[Items from a data source]
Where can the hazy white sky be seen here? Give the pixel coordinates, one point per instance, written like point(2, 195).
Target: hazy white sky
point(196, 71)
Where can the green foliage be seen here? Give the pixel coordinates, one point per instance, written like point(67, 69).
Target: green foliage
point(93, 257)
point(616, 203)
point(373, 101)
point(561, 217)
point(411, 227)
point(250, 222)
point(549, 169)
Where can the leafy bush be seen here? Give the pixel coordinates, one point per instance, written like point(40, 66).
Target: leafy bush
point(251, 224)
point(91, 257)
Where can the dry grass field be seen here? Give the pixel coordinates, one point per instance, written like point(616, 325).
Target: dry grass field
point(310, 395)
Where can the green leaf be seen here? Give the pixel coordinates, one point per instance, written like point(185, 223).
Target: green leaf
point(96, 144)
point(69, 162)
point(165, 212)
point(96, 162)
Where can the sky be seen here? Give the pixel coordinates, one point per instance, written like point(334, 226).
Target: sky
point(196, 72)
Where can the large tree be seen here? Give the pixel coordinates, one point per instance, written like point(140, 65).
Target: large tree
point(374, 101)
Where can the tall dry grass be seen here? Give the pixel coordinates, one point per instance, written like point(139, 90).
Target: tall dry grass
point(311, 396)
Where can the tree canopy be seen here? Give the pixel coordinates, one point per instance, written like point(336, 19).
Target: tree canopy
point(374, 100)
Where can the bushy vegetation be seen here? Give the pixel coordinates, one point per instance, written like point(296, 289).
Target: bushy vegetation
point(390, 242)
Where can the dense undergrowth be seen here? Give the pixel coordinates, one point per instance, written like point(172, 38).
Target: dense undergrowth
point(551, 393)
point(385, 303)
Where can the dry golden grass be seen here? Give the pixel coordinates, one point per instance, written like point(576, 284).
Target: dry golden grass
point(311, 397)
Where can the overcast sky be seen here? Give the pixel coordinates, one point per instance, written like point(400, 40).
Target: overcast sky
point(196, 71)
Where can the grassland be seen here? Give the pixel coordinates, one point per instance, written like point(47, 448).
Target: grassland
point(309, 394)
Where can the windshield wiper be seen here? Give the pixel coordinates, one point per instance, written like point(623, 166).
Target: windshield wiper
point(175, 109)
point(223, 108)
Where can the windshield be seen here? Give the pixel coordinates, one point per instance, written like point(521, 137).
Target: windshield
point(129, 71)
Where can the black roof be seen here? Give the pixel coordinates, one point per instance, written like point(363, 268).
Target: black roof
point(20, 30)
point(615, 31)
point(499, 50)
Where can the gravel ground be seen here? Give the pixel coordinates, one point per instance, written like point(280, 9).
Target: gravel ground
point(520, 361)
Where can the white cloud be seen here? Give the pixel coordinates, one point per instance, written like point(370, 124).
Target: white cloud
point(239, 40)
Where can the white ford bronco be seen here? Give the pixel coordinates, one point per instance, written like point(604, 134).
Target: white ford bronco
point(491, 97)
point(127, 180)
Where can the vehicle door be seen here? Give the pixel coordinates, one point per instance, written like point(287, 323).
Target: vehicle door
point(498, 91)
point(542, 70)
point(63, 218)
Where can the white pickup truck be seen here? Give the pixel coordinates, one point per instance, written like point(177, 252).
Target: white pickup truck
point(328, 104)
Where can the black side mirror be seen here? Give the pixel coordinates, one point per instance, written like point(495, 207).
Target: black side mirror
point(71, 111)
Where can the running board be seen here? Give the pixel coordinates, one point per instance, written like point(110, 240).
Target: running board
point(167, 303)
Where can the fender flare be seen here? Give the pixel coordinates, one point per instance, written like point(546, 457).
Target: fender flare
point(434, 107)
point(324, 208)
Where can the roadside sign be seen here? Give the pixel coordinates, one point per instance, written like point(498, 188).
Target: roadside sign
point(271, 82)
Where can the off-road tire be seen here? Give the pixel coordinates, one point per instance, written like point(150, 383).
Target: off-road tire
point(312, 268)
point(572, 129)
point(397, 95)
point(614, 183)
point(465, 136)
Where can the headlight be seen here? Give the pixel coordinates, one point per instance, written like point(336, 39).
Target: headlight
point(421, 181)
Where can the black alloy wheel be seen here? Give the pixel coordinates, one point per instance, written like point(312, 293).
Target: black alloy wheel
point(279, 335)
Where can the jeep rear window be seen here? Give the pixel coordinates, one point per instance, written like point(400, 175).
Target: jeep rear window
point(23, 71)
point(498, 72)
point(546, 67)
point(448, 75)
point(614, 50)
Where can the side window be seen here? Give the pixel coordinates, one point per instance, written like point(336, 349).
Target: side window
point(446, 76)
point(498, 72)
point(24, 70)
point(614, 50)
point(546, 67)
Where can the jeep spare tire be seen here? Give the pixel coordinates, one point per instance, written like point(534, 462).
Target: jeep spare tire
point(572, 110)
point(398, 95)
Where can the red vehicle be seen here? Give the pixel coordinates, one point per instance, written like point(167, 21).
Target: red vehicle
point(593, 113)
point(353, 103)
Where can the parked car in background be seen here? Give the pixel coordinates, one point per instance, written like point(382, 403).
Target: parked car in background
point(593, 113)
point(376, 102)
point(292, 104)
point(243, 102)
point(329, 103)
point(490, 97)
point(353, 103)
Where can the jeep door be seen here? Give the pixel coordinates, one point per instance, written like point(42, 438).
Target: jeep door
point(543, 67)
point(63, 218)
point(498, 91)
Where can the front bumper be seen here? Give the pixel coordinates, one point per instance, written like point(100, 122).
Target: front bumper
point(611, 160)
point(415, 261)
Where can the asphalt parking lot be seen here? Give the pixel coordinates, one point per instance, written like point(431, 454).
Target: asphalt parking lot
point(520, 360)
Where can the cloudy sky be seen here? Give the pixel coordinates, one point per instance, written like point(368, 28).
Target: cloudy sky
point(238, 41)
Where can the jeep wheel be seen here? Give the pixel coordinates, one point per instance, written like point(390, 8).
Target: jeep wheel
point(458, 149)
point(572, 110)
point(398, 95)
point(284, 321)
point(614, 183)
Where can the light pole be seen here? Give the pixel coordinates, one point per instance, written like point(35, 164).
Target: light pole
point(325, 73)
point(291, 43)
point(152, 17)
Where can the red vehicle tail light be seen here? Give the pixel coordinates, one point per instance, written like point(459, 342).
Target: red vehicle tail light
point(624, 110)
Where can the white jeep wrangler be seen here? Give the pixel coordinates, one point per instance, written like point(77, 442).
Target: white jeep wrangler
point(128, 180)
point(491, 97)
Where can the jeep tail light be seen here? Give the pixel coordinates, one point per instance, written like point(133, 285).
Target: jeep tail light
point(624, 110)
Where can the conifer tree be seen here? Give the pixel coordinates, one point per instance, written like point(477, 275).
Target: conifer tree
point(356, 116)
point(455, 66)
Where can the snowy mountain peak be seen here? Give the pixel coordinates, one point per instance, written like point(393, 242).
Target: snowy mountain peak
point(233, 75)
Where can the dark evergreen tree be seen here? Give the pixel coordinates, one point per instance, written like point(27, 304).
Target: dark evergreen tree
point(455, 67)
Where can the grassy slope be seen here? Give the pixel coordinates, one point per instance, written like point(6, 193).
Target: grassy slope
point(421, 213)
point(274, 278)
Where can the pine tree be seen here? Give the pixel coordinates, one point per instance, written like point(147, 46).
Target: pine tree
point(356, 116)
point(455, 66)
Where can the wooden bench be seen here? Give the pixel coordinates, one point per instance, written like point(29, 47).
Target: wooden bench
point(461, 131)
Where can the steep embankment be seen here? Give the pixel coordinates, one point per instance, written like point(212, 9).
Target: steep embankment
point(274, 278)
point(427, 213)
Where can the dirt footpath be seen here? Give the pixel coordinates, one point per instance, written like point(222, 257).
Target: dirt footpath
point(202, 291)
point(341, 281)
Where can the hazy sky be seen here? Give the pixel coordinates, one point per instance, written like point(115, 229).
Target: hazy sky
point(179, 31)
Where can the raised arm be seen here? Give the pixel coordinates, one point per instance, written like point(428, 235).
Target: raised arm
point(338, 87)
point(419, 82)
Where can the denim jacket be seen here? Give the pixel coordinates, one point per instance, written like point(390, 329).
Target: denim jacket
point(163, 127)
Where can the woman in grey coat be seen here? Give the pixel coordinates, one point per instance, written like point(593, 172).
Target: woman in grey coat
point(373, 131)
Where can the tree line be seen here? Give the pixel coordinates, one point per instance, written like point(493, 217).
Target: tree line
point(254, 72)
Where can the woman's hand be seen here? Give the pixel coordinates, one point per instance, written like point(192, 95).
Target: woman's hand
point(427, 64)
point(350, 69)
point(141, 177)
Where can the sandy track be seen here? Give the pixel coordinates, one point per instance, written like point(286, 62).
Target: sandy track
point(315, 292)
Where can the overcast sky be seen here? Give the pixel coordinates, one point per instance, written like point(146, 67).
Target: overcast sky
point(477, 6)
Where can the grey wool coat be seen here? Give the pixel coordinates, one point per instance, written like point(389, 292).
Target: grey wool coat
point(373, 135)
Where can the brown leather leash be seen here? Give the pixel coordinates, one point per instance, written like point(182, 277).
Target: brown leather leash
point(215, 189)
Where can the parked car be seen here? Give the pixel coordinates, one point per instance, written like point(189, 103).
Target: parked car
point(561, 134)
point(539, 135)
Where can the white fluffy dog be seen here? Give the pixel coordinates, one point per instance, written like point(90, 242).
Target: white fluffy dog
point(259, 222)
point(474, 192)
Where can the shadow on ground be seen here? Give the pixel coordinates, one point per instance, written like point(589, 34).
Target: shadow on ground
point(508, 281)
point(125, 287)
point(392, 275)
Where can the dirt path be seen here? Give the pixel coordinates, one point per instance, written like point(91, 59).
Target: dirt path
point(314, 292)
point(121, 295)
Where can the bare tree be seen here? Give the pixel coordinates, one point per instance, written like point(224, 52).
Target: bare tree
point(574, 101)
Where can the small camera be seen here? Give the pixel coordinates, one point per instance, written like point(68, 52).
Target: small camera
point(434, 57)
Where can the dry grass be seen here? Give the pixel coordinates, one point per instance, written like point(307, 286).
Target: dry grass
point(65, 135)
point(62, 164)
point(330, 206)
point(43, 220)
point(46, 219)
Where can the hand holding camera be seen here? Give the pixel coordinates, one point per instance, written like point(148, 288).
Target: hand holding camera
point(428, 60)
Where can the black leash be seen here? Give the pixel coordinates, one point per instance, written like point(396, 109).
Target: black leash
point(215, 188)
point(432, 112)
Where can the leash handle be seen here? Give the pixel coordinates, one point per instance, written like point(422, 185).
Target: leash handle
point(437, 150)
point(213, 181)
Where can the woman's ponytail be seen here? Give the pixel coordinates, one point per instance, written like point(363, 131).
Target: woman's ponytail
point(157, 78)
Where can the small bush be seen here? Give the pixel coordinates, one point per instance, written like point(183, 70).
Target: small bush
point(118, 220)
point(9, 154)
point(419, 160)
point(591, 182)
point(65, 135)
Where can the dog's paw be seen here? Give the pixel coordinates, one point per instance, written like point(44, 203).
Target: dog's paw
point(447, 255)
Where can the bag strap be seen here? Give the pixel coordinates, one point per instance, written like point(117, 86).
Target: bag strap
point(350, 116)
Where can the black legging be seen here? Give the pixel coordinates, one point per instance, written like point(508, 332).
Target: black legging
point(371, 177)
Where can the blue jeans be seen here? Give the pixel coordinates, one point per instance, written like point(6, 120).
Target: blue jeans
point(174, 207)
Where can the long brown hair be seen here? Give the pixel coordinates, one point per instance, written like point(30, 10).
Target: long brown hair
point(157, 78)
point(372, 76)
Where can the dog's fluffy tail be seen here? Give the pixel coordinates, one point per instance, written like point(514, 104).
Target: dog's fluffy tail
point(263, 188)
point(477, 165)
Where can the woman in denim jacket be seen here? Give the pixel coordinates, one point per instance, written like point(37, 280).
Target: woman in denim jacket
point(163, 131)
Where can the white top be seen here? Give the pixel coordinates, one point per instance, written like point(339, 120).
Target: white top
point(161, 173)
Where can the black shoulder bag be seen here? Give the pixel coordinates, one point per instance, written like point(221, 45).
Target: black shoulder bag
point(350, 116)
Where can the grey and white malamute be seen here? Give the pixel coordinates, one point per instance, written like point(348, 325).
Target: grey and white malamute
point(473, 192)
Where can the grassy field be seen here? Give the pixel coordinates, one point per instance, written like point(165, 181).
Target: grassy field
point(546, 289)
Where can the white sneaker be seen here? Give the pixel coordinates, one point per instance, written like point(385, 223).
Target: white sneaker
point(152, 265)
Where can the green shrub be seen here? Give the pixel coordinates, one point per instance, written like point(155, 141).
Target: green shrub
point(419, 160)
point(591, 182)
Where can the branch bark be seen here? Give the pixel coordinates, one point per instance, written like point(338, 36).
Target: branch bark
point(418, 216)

_WHAT YOU NEED TO DO_. Reproduce the listing lines between the line holding "like point(146, 67)." and the line holding "point(121, 295)", inclusive, substituting "stationary car" for every occurrence of "parked car" and leaving everything else unchanged.

_SOLVED EXERCISE_.
Where can the overcast sky be seen here? Give the pixel coordinates, one point per instance, written like point(146, 67).
Target: overcast sky
point(477, 6)
Where can the grey wool coat be seen here? Give the pixel coordinates, one point per instance, written like point(389, 292).
Target: grey wool coat
point(373, 135)
Where can the brown leather leash be seen here? Give the pixel coordinates, one point per instance, written like point(182, 277).
Target: brown leather leash
point(215, 189)
Where can the stationary car be seen here? Give the pixel coordinates, one point per instance, written like point(189, 103).
Target: stationary car
point(561, 134)
point(539, 135)
Where can the white fluffy dog be seen here? Give the pixel coordinates, one point per instance, written like point(90, 242).
Target: white fluffy dog
point(259, 222)
point(474, 192)
Where can the shadow on ground be seen here? Give the pixel coordinates, one point per instance, written like point(589, 34).
Target: shadow on ground
point(508, 281)
point(125, 287)
point(392, 275)
Where can the dirt path be seen here? Give the pixel coordinates, one point per instance, written like point(91, 59).
Target: dirt path
point(314, 292)
point(121, 295)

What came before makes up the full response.